→ **TEXTO FORNECIDO**
--- --- ---
As recentes medidas conjunturais anunciadas pelo governo federal, para prorrogação das dívidas agrícolas que não foram pagas em 2005 e 2006, representam um pequeno percentual deste volume total de recursos de 110 milhões de reais. Embora importantes, são soluções parciais e paliativas e atendem somente os produtores adimplentes. Uma parcela significativa de médios e pequenos produtores inadimplentes ou sem garantias materiais para oferecer aos agentes financeiros, não foi contemplada pelas medidas e corre sérios riscos de quebrarem ainda em 2006. Para aqueles que conseguirem prorrogar os débitos de custeio (de três safras seguidas), a crise explodirá em maior intensidade em julho de 2007, já que dificilmente terão renda para pagar esta conta acumulada.

Esta crise não é passageira pois possui profundas raízes estruturais em diferentes setores da ecnomia. Uma das raízes mais profundas, que demanda soluções urgentes a curto prazo, é conhecida e está firmemente distribuída pelos principais estados produtores: a ocorrência de barreiras logísticas significativas na malha viária terrestre (rodovias e ferrovias), no transporte marítimo e fluvial, na limitada capacidade de armazenagem, na reduzida capacidade de escoamento dos portos e na real possibilidade de limitações no aumento da oferta futura de energia.

As principais rodovias de escoamento da produção estão em estado precário de conservação e muitos trechos rodoviários são quase intransitáveis na época das chuvas. A "operação tapa-buraco" em execução pelo governo federal nesta estação chuvosa de 2006 não está conseguindo resolver os problemas nas principais rodovias e as condições de trafegabilidade continuam limitadas. As estradas rodoviárias federais administradas pela União são na sua maioria consideradas inseguras, com elevado número de acidentes e de custos de manutenção, fatos que reduzem a vida útil da frota de transporte de carga. Além disso a regulação é deficiente, as regras de acesso a atividade são limitadas e a fiscalização é precária. Como conseqüência, os custos médios de transporte rodoviário no país são maiores do que aqueles praticados nos Estados Unidos (maior uso de ferrovias e hidrovias) e na Argentina (menores distâncias rodoviárias), nossos maiores concorrentes, em 24 dólares por tonelada de grão ou derivado exportado.

A malha ferroviária de um modo geral é velha, obsoleta, mal conservada e extremamente limitada. Existem poucos trechos ferroviários modernos e operacionais, poucos ramais secundários e limitada infra-estrutura de transbordo de carga seca nas principais zonas produtoras. O número de pontos críticos nas linhas é elevado e a interligação com zonas portuárias é deficiente, resultando em tempo de trânsito muito elevado e baixa capacidade operacional. Não existe disponibilidade nem de locomotivas nem de vagões ferroviários adicionais, devido à demanda de outros setores como siderurgia, cimento, celulose e papel, ferro gusa e químicos derivados do petróleo. A regulação no transporte ferroviário é deficiente e indefinida quanto a novos investimentos e direito dos usuários. Como resultado, o escoamento ferroviário é responsável por uma pequena parcela da produção agrícola brasileira.
--- --- ---
→ **DADOS APRESENTADOS**
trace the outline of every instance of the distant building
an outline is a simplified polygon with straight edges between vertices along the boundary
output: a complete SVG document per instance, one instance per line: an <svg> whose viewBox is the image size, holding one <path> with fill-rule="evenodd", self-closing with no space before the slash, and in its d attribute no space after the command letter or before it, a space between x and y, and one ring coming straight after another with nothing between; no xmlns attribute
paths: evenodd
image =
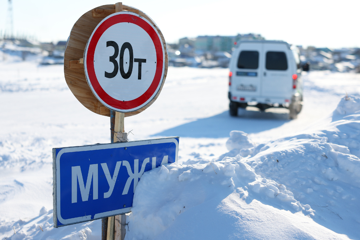
<svg viewBox="0 0 360 240"><path fill-rule="evenodd" d="M239 41L264 39L260 34L253 33L238 34L236 36L199 36L195 39L194 46L197 51L230 52Z"/></svg>

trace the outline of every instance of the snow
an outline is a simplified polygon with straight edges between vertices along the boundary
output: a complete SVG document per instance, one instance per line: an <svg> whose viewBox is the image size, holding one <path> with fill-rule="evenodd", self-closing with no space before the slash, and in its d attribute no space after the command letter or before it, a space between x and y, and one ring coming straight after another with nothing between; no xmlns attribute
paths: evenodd
<svg viewBox="0 0 360 240"><path fill-rule="evenodd" d="M77 101L62 65L17 57L0 62L0 239L100 239L100 220L53 227L51 150L109 142L109 118ZM130 140L180 137L178 162L139 181L125 239L360 239L360 75L303 73L289 121L230 117L228 71L169 67L125 119Z"/></svg>

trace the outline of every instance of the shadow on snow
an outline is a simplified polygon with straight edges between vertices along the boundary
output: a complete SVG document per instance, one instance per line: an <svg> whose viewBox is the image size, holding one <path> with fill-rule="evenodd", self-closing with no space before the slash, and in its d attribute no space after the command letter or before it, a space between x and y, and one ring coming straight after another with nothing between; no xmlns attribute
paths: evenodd
<svg viewBox="0 0 360 240"><path fill-rule="evenodd" d="M260 112L239 109L237 117L229 111L206 118L201 118L159 132L152 136L177 136L188 137L228 137L234 130L248 133L277 127L289 121L289 114L274 112Z"/></svg>

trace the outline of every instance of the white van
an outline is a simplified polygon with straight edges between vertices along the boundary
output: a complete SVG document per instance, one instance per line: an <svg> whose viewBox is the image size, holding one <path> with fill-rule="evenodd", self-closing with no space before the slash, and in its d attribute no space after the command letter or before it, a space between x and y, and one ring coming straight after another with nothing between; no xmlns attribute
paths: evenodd
<svg viewBox="0 0 360 240"><path fill-rule="evenodd" d="M296 118L302 105L302 69L297 49L282 41L240 41L229 67L230 113L253 106L289 110Z"/></svg>

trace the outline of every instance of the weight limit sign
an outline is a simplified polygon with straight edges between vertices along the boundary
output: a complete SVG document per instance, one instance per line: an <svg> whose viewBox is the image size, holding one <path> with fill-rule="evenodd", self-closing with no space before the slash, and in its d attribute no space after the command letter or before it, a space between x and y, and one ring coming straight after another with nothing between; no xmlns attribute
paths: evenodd
<svg viewBox="0 0 360 240"><path fill-rule="evenodd" d="M159 33L147 20L121 12L104 18L86 44L86 80L104 106L123 113L149 103L164 81L165 52Z"/></svg>

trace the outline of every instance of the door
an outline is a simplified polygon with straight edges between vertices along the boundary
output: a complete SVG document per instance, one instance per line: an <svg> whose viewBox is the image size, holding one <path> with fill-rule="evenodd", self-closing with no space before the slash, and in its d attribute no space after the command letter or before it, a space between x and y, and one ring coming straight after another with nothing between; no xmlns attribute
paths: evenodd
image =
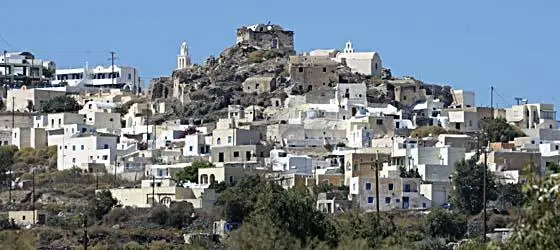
--- --- ---
→ **EXERCÍCIOS PROPOSTOS**
1/ Responda às perguntas a seguir com base no texto sobre a crise agrícola e a logística.
(a) Em que mês e ano a crise explodirá com maior intensidade para quem conseguir prorrogar os débitos de custeio?
(b) Em quantos dólares por tonelada de grão ou derivado exportado os custos médios de transporte rodoviário no país superam os dos Estados Unidos e da Argentina?
(c) Quais setores têm demanda que impede a disponibilidade de locomotivas e vagões ferroviários adicionais?
2/ Troque "instance" por "occurrence" nas linhas da listagem, começando na que contém "trace the outline of every instance of the snow" e terminando na que contém "101L62 65L17 57L0", ambas inclusive. Reproduza somente essas linhas, sem nenhuma outra alteração.
O texto e a listagem constituem materiais independentes entre si.

→ **EXERCÍCIOS RESOLVIDOS**
1/
(a) Em julho de 2007.
(b) Em 24 dólares por tonelada de grão ou derivado exportado.
(c) Siderurgia, cimento, celulose e papel, ferro gusa e químicos derivados do petróleo.

2/
trace the outline of every occurrence of the snow
an outline is a simplified polygon with straight edges between vertices along the boundary
output: a complete SVG document per occurrence, one occurrence per line: an <svg> whose viewBox is the image size, holding one <path> with fill-rule="evenodd", self-closing with no space before the slash, and in its d attribute no space after the command letter or before it, a space between x and y, and one ring coming straight after another with nothing between; no xmlns attribute
paths: evenodd
<svg viewBox="0 0 360 240"><path fill-rule="evenodd" d="M77 101L62 65L17 57L0 62L0 239L100 239L100 220L53 227L51 150L109 142L109 118ZM130 140L180 137L178 162L139 181L125 239L360 239L360 75L303 73L289 121L230 117L228 71L169 67L125 119Z"/></svg>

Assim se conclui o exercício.